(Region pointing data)
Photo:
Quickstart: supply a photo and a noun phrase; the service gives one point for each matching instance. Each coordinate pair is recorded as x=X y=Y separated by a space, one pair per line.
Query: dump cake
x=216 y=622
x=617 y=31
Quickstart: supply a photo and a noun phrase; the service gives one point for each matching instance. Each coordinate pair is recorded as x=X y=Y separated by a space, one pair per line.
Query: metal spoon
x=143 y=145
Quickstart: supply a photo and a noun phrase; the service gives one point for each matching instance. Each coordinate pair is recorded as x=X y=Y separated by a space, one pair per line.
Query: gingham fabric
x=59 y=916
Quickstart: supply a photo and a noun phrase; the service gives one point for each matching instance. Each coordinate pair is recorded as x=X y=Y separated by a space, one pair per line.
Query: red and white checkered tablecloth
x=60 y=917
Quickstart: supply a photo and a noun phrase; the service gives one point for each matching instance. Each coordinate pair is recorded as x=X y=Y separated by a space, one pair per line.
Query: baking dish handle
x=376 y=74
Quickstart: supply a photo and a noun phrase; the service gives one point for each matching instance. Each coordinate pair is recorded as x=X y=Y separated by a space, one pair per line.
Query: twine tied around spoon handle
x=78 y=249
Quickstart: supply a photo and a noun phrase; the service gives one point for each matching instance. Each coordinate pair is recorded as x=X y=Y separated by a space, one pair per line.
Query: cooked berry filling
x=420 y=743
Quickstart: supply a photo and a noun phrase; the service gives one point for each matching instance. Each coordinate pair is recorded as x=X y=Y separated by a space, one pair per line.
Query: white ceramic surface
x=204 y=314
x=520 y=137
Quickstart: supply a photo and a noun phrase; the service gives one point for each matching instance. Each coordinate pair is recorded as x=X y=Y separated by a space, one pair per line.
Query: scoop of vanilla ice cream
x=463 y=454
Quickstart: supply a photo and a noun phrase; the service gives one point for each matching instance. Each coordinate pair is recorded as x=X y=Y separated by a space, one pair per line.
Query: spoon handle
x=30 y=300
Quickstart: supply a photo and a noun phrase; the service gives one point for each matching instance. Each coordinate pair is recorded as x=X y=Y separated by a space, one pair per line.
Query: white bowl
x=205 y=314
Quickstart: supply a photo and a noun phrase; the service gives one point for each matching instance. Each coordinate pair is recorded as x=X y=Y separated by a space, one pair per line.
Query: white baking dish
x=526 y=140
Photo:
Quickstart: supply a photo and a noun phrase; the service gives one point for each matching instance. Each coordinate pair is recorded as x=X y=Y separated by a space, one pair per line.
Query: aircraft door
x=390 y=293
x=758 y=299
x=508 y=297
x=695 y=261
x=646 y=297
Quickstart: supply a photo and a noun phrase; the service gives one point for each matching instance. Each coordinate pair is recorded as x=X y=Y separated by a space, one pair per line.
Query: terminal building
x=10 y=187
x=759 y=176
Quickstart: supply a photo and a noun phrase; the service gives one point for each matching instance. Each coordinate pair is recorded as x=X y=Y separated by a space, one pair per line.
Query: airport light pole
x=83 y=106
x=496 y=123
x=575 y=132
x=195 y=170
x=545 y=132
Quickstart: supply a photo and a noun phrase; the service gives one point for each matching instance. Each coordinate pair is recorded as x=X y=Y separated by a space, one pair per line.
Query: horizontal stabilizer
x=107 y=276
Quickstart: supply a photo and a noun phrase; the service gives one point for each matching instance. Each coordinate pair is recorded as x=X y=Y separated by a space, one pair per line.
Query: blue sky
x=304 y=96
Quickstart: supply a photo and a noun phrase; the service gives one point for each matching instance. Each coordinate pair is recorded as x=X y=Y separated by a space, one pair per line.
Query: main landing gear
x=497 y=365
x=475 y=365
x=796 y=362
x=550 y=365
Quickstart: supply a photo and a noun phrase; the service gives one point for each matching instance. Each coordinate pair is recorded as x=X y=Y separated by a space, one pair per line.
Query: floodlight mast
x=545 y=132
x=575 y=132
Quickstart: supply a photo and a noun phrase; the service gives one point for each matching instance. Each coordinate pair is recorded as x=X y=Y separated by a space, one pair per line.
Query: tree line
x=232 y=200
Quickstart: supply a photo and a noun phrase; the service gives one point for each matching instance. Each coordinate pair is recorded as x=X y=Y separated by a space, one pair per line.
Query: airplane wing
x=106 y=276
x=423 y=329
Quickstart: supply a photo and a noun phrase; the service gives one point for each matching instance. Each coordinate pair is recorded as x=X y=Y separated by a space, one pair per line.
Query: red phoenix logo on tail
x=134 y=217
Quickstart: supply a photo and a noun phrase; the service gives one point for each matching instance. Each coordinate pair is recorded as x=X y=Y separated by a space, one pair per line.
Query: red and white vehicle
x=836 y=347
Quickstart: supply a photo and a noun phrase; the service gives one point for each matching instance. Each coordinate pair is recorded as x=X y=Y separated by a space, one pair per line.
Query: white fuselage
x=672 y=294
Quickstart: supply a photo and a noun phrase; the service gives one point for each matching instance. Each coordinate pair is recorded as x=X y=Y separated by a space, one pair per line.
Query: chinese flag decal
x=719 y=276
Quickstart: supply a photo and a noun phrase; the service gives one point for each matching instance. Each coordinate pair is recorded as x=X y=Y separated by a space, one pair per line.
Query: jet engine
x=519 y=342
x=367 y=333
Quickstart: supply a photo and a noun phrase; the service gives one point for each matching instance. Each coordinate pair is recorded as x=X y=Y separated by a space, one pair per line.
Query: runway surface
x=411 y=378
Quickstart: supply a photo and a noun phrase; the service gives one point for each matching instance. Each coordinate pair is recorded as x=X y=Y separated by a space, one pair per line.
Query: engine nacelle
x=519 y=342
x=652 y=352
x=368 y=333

- **What you have to do**
All entries are to be repeated exactly and completely.

- **Finished exercise**
Photo:
Quickstart: supply a photo and a noun phrase; the service gives one point for each matching instance. Each coordinate pair is recorded as x=X y=Y separated by a space, one pair per line.
Query: dump cake
x=216 y=622
x=617 y=31
Quickstart: supply a photo and a noun phrase; the service gives one point for each matching instance. Each coordinate pair is recorded as x=X y=Y separated by a space, one pair per line.
Query: metal spoon
x=143 y=145
Quickstart: supply a photo and a noun phrase; the service gives one point for each matching instance. Each coordinate pair is recorded as x=X y=Y separated by a space, one pair per line.
Query: gingham fabric
x=59 y=916
Quickstart: supply a photo and a noun phrase; the service gives one point for each matching instance. Each coordinate pair is recorded as x=X y=Y separated by a space, one pair per line.
Query: red and white checkered tablecloth
x=60 y=917
Quickstart: supply a photo and a noun phrase; the service gives one point for each matching instance. Each coordinate pair is recorded as x=X y=Y separated by a space, one pair per line.
Query: baking dish handle
x=376 y=74
Quickstart: supply a photo and a noun phrase; the service gives one point for each matching instance. Each coordinate pair is recorded as x=X y=Y separated by a space, one pair per line.
Query: twine tied around spoon handle
x=78 y=249
Quickstart: supply a photo and a noun phrase; the service gives one point for each matching instance. Each coordinate pair is recorded as x=X y=Y separated by a space, one pair per line.
Query: cooked berry filling
x=420 y=743
Quickstart: supply a photo and a noun phrase; the service gives one point for each matching instance. Each coordinate pair is recorded as x=X y=Y separated by a space, one pair per line.
Query: white ceramic surface
x=204 y=314
x=520 y=137
Quickstart: supply a photo and a noun phrase; the service gives one point for each matching instance. Each coordinate pair is recorded as x=X y=Y separated by a space, one pair per line.
Query: scoop of vanilla ice cream
x=463 y=454
Quickstart: supply a photo and a noun phrase; the service gives one point for each matching instance. Each coordinate pair is recorded as x=X y=Y separated by a space, one pair per line.
Query: spoon handle
x=30 y=300
Quickstart: supply a photo and a noun phrase; the service gives one point for each matching instance. Each coordinate pair is recorded as x=X y=Y separated by a space, one pair per line.
Query: white bowl
x=205 y=314
Quickstart: supply a photo and a noun phrase; the service gives one point for each matching instance. Each coordinate pair is recorded as x=X y=Y separated by a space, one pair per line.
Query: white baking dish
x=526 y=140
Photo:
Quickstart: supply a photo and a noun phrase; the service gives one point for each matching instance. Each coordinate pair is recorded as x=X y=Y separated by a space, one pair per line.
Query: aircraft door
x=390 y=293
x=758 y=299
x=508 y=297
x=695 y=261
x=646 y=297
Quickstart: supply a photo and a noun phrase; the service gives one point for each matching instance. Each coordinate pair is recorded as x=X y=Y separated by a space, one pair per line.
Query: terminal building
x=10 y=187
x=759 y=176
Quickstart: supply a photo and a noun phrase; the service gives one point for each matching instance. Each coordinate pair is recorded as x=X y=Y separated by a space, one pair per line.
Query: airport light pole
x=83 y=106
x=496 y=123
x=575 y=132
x=195 y=170
x=545 y=132
Quickstart: supply a photo and a noun phrase; the service gives one point for each matching instance. Each coordinate pair is recorded as x=X y=Y separated by a space, one pair per line.
Query: horizontal stabilizer
x=107 y=276
Quickstart: supply a photo and a noun phrase; the service gives one point for each matching instance. Each coordinate pair is recorded as x=X y=Y separated by a space, one pair per line.
Query: blue sky
x=304 y=96
Quickstart: supply a photo and a noun phrase; the service gives one point for each matching instance. Each coordinate pair is recorded as x=X y=Y separated by a space, one pair per line.
Query: main landing gear
x=497 y=365
x=475 y=365
x=796 y=362
x=550 y=365
Quickstart: supply a photo and a noun phrase; the service gives one point for each matching instance. Each coordinate pair is recorded as x=X y=Y separated by a space, one pair per line.
Query: floodlight mast
x=545 y=132
x=575 y=132
Quickstart: supply a photo and a noun phrase; the service gives one point for each matching instance. Each coordinate pair is recorded as x=X y=Y separated by a space, one pair per line.
Query: tree line
x=232 y=200
Quickstart: supply a photo and a noun phrase; the service gives one point for each matching instance. Each coordinate pair is recorded as x=X y=Y separated by a space, one pair per line.
Query: airplane wing
x=106 y=276
x=423 y=329
Quickstart: supply a photo and a noun phrase; the service gives one point for each matching instance. Each coordinate pair is recorded as x=X y=Y separated by a space, one pair per line.
Query: red phoenix logo on tail
x=134 y=217
Quickstart: supply a photo and a noun phrase; the service gives one point for each matching instance. Each coordinate pair is recorded as x=X y=Y separated by a space, one pair per line.
Query: red and white vehicle
x=836 y=347
Quickstart: supply a photo and a noun phrase; the service gives one point for each matching instance. Each coordinate pair is recorded as x=X y=Y separated by a space, one pair per line.
Query: white fuselage
x=672 y=294
Quickstart: supply a photo and a noun phrase; the service gives one point for each matching instance. Each coordinate pair is recorded as x=X y=Y separated by a space, one pair per line.
Query: chinese flag decal
x=719 y=276
Quickstart: supply a photo and a noun phrase; the service gives one point for each matching instance. Each coordinate pair is recorded as x=X y=Y separated by a space, one pair per line.
Query: jet engine
x=519 y=342
x=367 y=333
Quickstart: supply a photo and a noun phrase; the service gives one point for each matching instance. Each coordinate pair is recorded as x=X y=Y separated by a space, one pair per line.
Query: runway surface
x=411 y=378
Quickstart: supply a photo and a noun phrase; the service gives one point for each matching instance. Each coordinate pair is recorded as x=X y=Y separated by a space, one pair per line.
Query: engine nacelle
x=519 y=342
x=652 y=352
x=368 y=333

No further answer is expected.